What you are asked to do
Put every line from the start of the records through the line containing "left=34, top=134, right=296, bottom=573" into a JSON list of strings, one string per line, leaving out blank lines.

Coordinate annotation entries
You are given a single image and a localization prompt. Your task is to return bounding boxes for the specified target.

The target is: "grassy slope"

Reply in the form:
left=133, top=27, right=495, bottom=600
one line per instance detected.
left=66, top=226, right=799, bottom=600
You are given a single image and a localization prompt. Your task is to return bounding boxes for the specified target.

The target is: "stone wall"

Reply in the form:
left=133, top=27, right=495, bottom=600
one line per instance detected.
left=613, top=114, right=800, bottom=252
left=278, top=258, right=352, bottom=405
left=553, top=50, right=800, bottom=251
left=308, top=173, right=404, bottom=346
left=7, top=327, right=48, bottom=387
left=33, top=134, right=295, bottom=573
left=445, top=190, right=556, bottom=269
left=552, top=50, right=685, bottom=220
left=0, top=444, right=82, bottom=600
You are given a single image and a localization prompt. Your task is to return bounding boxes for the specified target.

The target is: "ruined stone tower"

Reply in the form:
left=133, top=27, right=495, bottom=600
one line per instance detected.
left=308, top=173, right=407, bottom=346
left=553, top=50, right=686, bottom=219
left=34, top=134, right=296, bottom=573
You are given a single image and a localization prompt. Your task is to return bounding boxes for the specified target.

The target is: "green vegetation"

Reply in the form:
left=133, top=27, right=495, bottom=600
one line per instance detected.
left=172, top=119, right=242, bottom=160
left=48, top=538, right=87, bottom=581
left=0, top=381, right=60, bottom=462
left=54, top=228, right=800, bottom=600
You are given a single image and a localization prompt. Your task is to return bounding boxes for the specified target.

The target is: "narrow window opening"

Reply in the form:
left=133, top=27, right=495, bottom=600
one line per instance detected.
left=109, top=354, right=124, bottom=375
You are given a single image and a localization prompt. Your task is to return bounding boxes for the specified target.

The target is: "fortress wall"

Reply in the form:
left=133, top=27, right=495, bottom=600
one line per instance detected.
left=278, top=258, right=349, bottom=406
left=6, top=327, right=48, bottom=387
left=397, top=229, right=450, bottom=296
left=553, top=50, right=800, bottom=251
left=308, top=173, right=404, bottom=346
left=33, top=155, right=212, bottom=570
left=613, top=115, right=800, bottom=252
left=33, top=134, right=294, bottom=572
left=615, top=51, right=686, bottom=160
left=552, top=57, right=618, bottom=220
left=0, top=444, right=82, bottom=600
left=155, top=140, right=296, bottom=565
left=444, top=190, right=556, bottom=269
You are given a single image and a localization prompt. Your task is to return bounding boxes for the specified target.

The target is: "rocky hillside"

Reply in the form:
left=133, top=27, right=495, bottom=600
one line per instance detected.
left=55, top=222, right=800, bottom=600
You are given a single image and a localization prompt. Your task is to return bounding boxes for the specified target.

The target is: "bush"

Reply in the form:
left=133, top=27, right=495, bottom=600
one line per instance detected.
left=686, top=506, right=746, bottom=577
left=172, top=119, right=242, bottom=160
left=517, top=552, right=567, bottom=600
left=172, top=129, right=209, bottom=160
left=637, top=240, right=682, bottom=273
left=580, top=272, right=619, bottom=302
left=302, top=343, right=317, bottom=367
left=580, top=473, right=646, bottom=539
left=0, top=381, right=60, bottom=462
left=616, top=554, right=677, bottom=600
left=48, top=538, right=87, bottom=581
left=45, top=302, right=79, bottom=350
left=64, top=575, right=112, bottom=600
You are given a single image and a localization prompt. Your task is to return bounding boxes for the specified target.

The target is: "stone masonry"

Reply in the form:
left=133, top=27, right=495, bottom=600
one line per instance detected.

Response to the exercise
[
  "You are given a single image and a localization prompt. Your task is to return bounding boxes for the specified target.",
  "The target is: \"grassy slope\"",
  "Reply in the form:",
  "left=133, top=27, right=495, bottom=600",
  "one line per instance detected.",
  "left=66, top=226, right=799, bottom=600",
  "You are given a single image and a localization prompt. Your task is to return bounding boxes for the specified target.",
  "The target is: \"stone wall\"",
  "Reply in the form:",
  "left=133, top=27, right=495, bottom=600",
  "one line per instance detected.",
  "left=613, top=114, right=800, bottom=252",
  "left=278, top=258, right=352, bottom=405",
  "left=553, top=50, right=800, bottom=251",
  "left=308, top=173, right=404, bottom=346",
  "left=7, top=327, right=48, bottom=387",
  "left=33, top=134, right=295, bottom=573",
  "left=445, top=190, right=556, bottom=269",
  "left=552, top=50, right=685, bottom=220",
  "left=0, top=444, right=82, bottom=600",
  "You are given a single image and a localization prompt. Your task is to return bounding boxes for the specified target.",
  "The target is: \"ruined stone tower\"",
  "Reply in the form:",
  "left=133, top=27, right=495, bottom=600",
  "one line per instance detected.",
  "left=308, top=173, right=407, bottom=346",
  "left=553, top=50, right=686, bottom=219",
  "left=34, top=134, right=296, bottom=573"
]